EXERCISE: Each line from the one that contains "Locate the balcony" to the end of the material must be set down exactly, and no line before it.
________
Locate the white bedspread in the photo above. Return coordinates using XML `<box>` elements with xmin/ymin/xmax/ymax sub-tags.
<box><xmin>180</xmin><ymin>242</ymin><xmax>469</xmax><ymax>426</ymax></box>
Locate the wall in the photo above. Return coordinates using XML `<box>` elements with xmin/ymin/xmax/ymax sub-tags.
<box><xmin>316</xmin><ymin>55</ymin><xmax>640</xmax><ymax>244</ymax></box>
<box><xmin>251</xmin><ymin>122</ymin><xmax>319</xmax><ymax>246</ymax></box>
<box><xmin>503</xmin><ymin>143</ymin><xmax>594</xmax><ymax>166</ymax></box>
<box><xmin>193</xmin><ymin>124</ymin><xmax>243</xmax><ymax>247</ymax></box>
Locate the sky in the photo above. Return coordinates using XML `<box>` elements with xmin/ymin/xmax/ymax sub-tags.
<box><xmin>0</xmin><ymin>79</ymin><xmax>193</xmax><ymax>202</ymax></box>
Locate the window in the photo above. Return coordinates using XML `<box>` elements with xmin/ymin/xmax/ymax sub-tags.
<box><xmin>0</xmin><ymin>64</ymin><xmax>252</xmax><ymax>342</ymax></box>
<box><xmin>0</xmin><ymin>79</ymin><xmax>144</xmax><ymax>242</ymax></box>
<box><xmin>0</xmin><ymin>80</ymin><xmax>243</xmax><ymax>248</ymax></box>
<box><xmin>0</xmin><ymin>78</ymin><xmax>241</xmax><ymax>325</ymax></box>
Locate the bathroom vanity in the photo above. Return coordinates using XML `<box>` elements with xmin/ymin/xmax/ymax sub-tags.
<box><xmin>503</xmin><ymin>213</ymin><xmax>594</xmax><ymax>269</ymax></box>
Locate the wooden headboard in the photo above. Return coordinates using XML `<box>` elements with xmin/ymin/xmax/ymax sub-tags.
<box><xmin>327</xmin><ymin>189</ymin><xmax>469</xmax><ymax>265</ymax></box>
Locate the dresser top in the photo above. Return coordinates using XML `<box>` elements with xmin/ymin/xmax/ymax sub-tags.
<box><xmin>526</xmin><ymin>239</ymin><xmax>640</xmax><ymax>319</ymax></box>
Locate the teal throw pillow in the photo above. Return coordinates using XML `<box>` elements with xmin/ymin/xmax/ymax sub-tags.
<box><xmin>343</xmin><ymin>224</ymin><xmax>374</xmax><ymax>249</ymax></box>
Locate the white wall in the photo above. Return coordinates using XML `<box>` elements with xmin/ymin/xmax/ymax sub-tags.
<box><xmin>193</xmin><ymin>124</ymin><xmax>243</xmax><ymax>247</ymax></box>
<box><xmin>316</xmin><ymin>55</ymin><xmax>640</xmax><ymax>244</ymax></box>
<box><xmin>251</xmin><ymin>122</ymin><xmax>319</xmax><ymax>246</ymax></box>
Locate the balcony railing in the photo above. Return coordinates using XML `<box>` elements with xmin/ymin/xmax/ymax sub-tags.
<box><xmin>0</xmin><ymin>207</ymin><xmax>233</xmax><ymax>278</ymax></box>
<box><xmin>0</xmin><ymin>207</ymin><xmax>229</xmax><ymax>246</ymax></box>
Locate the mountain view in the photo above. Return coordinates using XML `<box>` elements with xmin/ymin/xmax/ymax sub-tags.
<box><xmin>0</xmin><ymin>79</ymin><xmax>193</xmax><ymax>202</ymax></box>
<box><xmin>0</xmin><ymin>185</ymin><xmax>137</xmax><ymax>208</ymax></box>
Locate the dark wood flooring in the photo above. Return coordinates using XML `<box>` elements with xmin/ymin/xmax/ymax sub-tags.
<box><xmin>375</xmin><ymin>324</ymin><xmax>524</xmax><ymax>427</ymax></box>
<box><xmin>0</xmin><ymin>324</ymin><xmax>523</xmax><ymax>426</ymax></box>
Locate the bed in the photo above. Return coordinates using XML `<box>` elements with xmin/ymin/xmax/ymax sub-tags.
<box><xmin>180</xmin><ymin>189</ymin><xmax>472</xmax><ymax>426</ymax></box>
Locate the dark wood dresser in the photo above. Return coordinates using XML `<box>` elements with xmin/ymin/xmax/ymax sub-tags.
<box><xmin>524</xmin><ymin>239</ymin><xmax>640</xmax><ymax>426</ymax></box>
________
SOLUTION TO THE PROBLEM:
Locate the balcony railing in the photo above. Return coordinates using XML `<box>` elements with xmin/ymin/xmax/ymax sub-tags.
<box><xmin>0</xmin><ymin>207</ymin><xmax>233</xmax><ymax>278</ymax></box>
<box><xmin>0</xmin><ymin>207</ymin><xmax>229</xmax><ymax>246</ymax></box>
Locate the mountain view in the photo above. Return coordinates using XML `<box>` elements with xmin/ymin/xmax/ymax sub-tags.
<box><xmin>0</xmin><ymin>79</ymin><xmax>193</xmax><ymax>202</ymax></box>
<box><xmin>0</xmin><ymin>185</ymin><xmax>137</xmax><ymax>208</ymax></box>
Locate the dark wood flooring in the photo above. Return coordinates using XML `<box>` elements with xmin/ymin/xmax/ymax sub-tags.
<box><xmin>375</xmin><ymin>324</ymin><xmax>524</xmax><ymax>427</ymax></box>
<box><xmin>0</xmin><ymin>324</ymin><xmax>523</xmax><ymax>426</ymax></box>
Locate the bed in the photo above. Return coordinates using XML `<box>` elements with xmin/ymin/xmax/ymax sub-tags.
<box><xmin>180</xmin><ymin>189</ymin><xmax>472</xmax><ymax>426</ymax></box>
Locate the dark wood dresser in the photo above. Return coordinates using XML `<box>` elements with xmin/ymin/xmax/ymax sub-tags.
<box><xmin>524</xmin><ymin>239</ymin><xmax>640</xmax><ymax>426</ymax></box>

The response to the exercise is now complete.